= 2017–18 UEFA Champions League qualifying =

European football tournament

2017–18 UEFA Champions League qualifying was the preliminary phase of the 2017–18 UEFA Champions League, prior to the competition proper. Qualification consisted of the qualifying phase (first to third rounds) and the play-off round. It began on 27 June and ended on 23 August 2017. A total of 57 teams competed in the qualifying phase and play-off round to decide 10 of the 32 places in the group stage.

All times were CEST (UTC+2).

==Round and draw dates==
The schedule of the qualifying phase and play-off round was as follows (all draws were held at the UEFA headquarters in Nyon, Switzerland).

| Round | Draw | First leg | Second leg |
| First qualifying round | 19 June 2017 | 27–28 June 2017 | 4–5 July 2017 |
| Second qualifying round | 11–12 July 2017 | 18–19 July 2017 |
| Third qualifying round | 14 July 2017 | 25–26 July 2017 | 1–2 August 2017 |
| Play-off round | 4 August 2017 | 15–16 August 2017 | 22–23 August 2017 |

==Format==
In the qualifying phase and play-off round, each tie was played over two legs, with each team playing one leg at home. The team that scored more goals on aggregate over the two legs advanced to the next round. If the aggregate score was level, the away goals rule was applied, i.e. the team that scored more goals away from home over the two legs advanced. If away goals were also equal, then 30 minutes of extra time was played. The away goals rule was again applied after extra time, i.e. if there were goals scored during extra time and the aggregate score was still level, the visiting team advanced by virtue of more away goals scored. If no goals were scored during extra time, the tie was decided by penalty shoot-out.

In the draws for each round, teams were seeded based on their UEFA club coefficients at the beginning of the season, with the teams divided into seeded and unseeded pots. A seeded team was drawn against an unseeded team, with the order of legs in each tie decided by draw. Due to the limited time between matches, the draws for the second and third qualifying rounds took place before the results of the previous round were known. For these draws (or in any cases where the result of a tie in the previous round was not known at the time of the draw), the seeding was carried out under the assumption that the team with the higher coefficient of an undecided tie advanced to this round, which means if the team with the lower coefficient was to advance, it simply took the seeding of its defeated opponent. Prior to the draws, UEFA may form "groups" in accordance with the principles set by the Club Competitions Committee, but they were purely for convenience of the draw and for ensuring that teams from the same association (or associations with political conflicts) were not drawn against each other, and did not resemble any real groupings in the sense of the competition.

> **DATASET**
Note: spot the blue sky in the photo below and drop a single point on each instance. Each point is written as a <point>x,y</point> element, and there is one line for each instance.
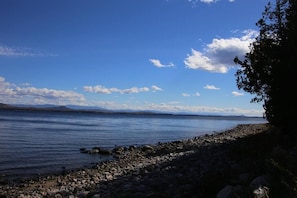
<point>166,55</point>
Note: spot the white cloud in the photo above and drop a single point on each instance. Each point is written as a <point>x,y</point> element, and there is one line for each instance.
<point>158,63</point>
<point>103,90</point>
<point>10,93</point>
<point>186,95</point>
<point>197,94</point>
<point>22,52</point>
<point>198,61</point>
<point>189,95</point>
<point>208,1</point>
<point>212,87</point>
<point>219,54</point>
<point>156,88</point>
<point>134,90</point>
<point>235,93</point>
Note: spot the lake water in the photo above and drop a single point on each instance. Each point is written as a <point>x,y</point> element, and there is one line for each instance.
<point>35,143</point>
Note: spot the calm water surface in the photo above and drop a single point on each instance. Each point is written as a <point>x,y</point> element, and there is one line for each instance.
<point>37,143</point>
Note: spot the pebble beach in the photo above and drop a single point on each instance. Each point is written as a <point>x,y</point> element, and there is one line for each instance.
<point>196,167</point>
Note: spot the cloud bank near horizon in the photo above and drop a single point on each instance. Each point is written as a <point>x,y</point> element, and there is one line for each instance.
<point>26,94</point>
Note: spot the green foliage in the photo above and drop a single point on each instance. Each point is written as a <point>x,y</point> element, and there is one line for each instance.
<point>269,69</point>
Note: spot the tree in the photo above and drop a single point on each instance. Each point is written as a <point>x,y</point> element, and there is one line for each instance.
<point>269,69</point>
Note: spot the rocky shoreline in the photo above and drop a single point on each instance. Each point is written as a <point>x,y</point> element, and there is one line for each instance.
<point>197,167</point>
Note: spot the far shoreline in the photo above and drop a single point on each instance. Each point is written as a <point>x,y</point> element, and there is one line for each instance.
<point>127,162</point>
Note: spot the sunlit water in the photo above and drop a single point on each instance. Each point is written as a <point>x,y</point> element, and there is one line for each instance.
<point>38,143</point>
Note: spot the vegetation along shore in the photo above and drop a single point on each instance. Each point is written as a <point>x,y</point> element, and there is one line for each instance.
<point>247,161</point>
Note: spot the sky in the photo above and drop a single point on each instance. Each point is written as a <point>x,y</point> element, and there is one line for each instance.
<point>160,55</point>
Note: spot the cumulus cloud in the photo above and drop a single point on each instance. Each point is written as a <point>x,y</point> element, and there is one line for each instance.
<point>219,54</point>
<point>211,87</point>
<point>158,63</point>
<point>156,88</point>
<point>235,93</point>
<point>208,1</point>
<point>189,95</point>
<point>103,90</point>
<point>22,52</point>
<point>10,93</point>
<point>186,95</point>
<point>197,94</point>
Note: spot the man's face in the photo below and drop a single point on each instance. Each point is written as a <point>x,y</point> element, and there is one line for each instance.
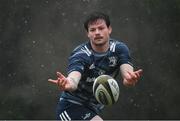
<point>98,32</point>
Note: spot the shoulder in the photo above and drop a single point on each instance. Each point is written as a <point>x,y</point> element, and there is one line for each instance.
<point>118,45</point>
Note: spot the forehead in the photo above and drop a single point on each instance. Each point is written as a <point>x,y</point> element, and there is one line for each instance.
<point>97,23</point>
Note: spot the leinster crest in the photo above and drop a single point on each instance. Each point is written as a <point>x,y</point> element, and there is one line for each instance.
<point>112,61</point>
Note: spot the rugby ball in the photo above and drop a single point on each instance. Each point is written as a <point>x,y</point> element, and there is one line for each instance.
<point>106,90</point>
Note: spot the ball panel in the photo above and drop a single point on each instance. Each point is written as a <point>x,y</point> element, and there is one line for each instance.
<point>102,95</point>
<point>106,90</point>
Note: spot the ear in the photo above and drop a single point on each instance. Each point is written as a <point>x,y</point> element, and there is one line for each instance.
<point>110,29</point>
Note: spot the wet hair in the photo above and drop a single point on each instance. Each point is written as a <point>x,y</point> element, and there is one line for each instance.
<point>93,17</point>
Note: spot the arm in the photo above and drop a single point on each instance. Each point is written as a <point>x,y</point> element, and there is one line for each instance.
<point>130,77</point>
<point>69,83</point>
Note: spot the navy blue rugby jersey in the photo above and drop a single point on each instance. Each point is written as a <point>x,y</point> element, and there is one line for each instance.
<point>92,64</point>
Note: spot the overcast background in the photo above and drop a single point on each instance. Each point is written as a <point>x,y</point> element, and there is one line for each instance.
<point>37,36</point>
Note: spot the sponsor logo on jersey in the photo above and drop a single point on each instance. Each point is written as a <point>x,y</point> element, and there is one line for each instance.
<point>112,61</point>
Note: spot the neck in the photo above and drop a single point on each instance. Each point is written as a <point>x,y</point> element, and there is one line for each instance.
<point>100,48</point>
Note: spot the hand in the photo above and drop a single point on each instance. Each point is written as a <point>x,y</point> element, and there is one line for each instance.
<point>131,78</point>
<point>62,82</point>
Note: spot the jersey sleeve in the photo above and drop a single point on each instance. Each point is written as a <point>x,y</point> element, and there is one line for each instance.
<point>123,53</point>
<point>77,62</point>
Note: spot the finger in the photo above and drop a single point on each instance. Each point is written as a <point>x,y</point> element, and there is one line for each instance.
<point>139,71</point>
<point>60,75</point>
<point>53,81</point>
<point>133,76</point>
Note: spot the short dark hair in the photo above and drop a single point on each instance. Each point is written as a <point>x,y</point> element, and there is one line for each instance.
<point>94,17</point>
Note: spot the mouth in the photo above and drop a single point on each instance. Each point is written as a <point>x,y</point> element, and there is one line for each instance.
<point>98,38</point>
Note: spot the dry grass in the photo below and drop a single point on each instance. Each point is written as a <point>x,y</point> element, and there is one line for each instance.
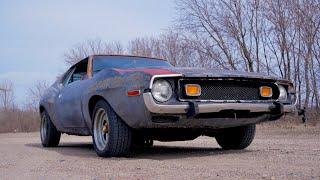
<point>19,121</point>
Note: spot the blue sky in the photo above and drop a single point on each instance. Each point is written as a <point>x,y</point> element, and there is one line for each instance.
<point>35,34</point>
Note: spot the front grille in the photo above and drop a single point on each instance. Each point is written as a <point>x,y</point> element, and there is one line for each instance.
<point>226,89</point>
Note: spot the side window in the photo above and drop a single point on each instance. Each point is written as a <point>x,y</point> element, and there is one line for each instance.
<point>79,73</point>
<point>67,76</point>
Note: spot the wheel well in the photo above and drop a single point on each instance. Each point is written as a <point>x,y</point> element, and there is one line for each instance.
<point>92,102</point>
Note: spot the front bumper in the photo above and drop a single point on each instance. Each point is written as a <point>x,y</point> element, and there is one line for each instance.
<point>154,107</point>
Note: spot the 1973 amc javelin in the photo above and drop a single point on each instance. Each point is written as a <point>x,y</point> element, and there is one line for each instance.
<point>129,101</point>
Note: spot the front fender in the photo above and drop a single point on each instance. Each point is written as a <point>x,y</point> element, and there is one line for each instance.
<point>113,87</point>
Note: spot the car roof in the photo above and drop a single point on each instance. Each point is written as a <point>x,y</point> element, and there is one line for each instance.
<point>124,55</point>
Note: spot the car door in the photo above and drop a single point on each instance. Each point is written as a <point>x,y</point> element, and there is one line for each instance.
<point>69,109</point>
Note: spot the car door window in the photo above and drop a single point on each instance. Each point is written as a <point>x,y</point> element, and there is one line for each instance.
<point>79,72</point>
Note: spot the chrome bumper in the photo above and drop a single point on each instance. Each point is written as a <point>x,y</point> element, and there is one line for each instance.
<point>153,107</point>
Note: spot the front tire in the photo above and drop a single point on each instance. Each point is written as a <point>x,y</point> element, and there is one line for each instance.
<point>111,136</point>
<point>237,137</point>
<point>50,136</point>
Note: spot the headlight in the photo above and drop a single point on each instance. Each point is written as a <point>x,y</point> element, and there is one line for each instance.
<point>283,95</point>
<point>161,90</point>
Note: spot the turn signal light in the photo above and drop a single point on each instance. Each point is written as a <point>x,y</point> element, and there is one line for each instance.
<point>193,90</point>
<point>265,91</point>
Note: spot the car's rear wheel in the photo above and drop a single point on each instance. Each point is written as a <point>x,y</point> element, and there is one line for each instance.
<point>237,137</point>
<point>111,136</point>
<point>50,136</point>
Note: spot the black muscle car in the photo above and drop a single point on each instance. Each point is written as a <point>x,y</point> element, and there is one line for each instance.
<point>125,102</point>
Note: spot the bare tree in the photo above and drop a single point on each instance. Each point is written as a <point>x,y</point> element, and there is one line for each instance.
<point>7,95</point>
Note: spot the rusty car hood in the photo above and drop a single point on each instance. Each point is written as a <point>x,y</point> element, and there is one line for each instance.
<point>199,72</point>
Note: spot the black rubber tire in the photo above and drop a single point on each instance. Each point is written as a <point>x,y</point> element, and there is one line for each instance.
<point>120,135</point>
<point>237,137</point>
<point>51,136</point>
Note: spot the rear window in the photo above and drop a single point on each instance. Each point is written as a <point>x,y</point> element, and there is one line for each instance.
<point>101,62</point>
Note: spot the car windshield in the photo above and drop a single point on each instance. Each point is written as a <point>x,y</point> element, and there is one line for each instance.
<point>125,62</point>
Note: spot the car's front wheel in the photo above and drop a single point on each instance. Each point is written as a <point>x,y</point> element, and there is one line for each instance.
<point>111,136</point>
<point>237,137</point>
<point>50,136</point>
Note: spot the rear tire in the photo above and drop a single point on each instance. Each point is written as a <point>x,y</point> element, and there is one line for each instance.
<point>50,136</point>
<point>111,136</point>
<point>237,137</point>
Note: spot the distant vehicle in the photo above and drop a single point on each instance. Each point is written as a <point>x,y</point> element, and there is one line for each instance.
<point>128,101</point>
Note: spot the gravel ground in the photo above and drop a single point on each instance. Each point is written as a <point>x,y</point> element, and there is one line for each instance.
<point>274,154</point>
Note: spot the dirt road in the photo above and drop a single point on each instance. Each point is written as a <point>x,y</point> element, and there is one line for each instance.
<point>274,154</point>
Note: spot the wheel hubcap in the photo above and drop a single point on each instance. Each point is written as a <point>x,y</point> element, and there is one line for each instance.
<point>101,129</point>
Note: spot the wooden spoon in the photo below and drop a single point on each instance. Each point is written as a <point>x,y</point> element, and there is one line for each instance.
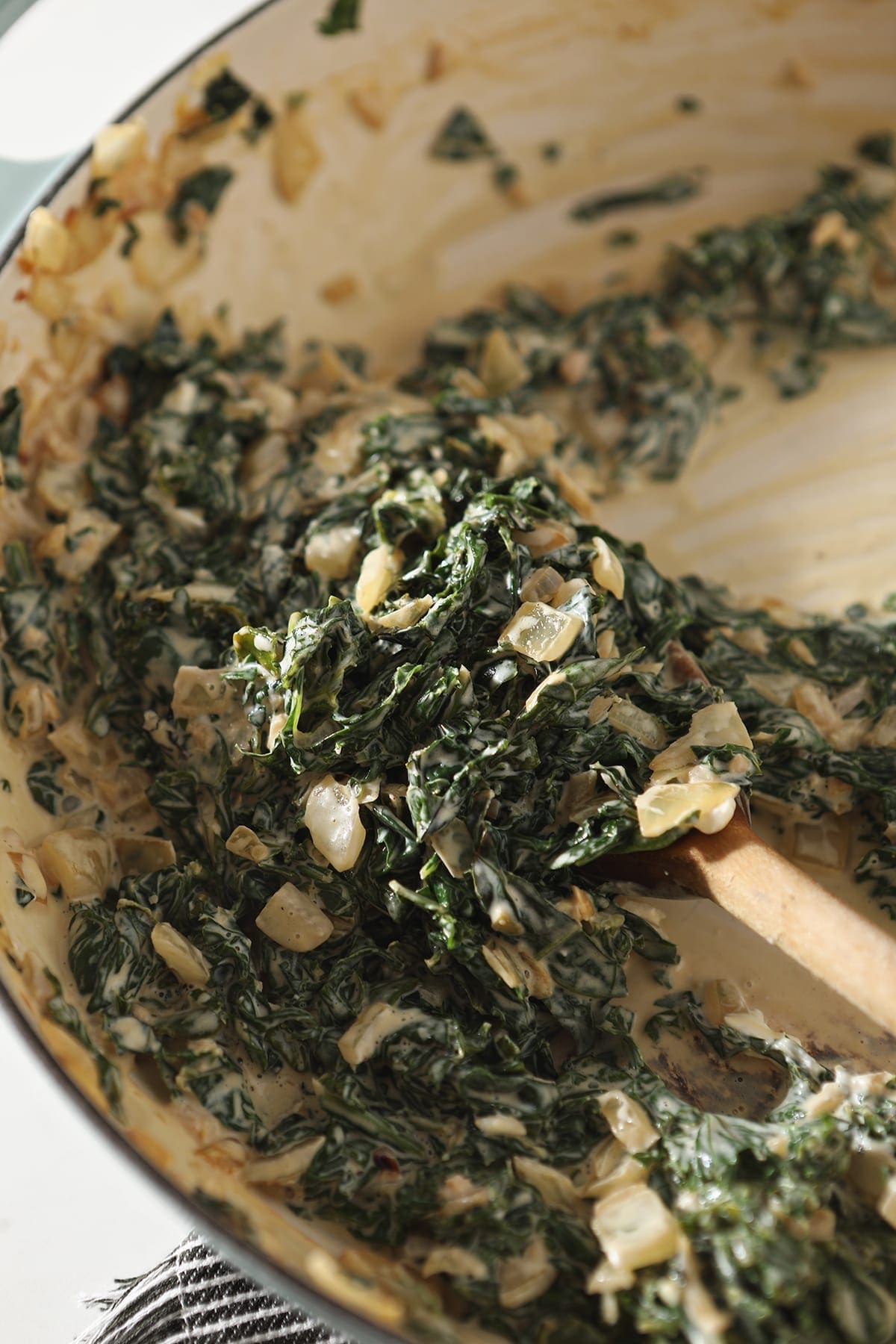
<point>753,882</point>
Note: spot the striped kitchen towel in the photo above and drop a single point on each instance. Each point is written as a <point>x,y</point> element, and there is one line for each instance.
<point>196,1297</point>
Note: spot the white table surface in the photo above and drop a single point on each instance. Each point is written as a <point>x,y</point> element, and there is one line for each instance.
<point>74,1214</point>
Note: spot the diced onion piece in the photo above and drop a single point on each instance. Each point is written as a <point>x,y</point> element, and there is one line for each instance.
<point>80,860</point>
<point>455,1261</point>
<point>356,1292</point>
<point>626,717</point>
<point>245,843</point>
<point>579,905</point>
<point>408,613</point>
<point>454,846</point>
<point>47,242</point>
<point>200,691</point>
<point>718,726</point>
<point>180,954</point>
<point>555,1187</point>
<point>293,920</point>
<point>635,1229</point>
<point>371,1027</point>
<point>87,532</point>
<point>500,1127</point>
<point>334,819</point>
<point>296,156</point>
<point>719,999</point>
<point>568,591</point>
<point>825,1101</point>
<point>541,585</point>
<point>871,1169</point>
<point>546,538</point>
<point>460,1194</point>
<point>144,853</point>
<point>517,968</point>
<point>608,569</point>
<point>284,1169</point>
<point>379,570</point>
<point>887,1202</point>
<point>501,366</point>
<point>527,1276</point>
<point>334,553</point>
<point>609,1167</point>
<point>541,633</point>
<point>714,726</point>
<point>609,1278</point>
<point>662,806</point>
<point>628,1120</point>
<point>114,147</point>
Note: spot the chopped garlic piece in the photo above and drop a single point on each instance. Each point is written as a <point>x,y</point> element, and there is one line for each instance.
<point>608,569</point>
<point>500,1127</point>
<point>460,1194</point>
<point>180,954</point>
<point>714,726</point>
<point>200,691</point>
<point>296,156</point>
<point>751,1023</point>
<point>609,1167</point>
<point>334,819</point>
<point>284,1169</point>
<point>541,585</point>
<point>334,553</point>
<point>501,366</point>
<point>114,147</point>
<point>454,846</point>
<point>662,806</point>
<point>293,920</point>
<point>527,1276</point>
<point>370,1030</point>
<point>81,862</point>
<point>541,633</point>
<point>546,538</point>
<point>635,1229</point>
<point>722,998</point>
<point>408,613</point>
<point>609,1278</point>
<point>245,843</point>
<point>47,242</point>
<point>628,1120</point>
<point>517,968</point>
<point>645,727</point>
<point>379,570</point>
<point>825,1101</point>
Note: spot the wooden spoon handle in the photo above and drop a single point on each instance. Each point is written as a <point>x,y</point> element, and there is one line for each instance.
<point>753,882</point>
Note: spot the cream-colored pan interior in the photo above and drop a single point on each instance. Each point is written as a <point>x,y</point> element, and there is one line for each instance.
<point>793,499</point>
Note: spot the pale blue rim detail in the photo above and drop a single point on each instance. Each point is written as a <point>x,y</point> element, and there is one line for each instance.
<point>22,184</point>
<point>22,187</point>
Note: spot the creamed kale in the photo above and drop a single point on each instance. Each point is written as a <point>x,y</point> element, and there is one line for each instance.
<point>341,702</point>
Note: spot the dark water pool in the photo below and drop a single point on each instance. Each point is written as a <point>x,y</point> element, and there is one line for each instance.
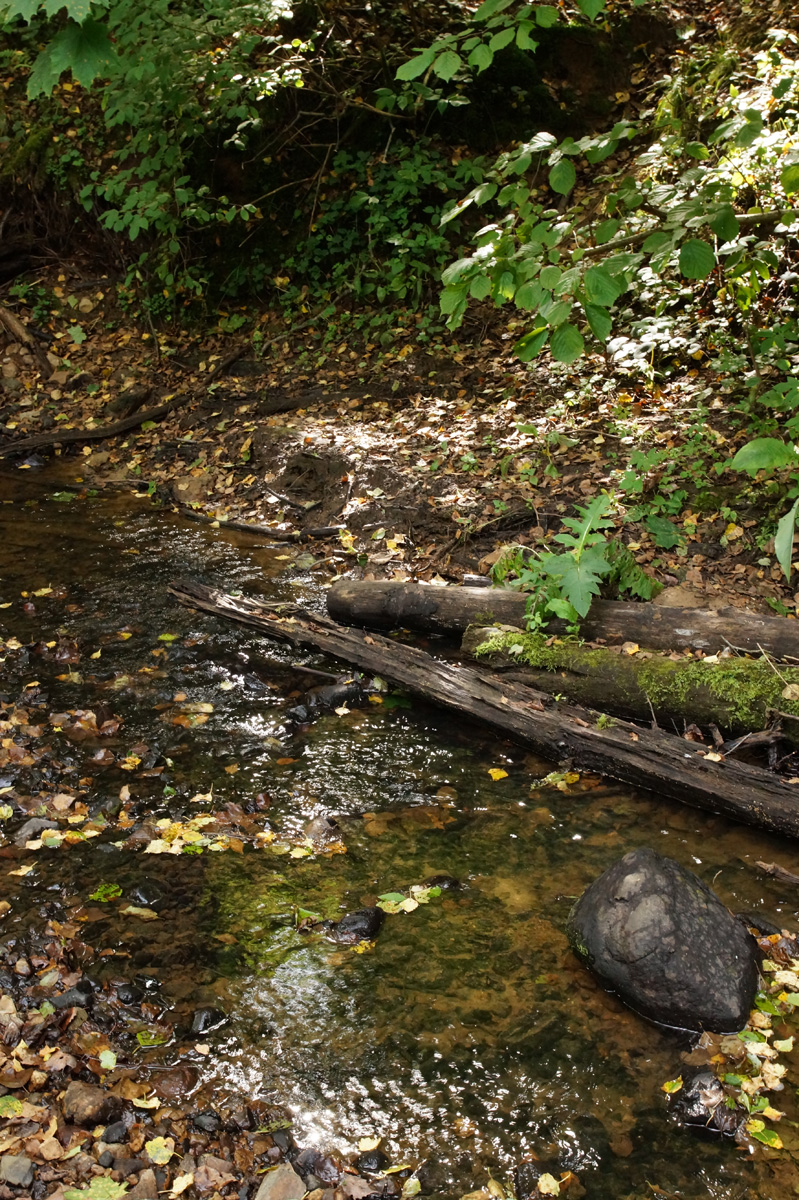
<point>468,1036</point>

> **TO DO**
- a) Translate this sentence from the Champions League qualifying article into Spanish: "If away goals were also equal, then 30 minutes of extra time was played."
- b) Answer these questions using the Champions League qualifying article.
(i) On what dates did qualification begin and end?
(ii) Where were all the draws held?
(iii) How was a tie decided if no goals were scored during extra time?
- c) Carry on the article about 2017–18 Champions League qualifying, starting after its final sentence.

> **TASK RESPONSES**
- a) Si los goles fuera de casa también eran iguales, se jugaban 30 minutos de prórroga.

- b)
(i) It began on 27 June and ended on 23 August 2017.
(ii) At the UEFA headquarters in Nyon, Switzerland.
(iii) By penalty shoot-out.

- c)
==Teams==
There were two routes which the teams were separated into during qualifying:
- Champions Route, which included all domestic champions which did not qualify directly for the group stage.
- League Route (also called the Non-champions Path or the Best-placed Path), which included all domestic non-champions which did not qualify directly for the group stage.

A total of 57 teams (42 in Champions Route, 15 in League Route) were involved in the qualifying phase and play-off round. The 10 winners of the play-off round (5 in Champions Route, 5 in League Route) advanced to the group stage to join the 22 teams which entered in the group stage. The 15 losers of the third qualifying round entered the Europa League play-off round, and the 10 losers of the play-off round entered the Europa League group stage.

Below were the participating teams (with their 2017 UEFA club coefficients), grouped by their starting rounds.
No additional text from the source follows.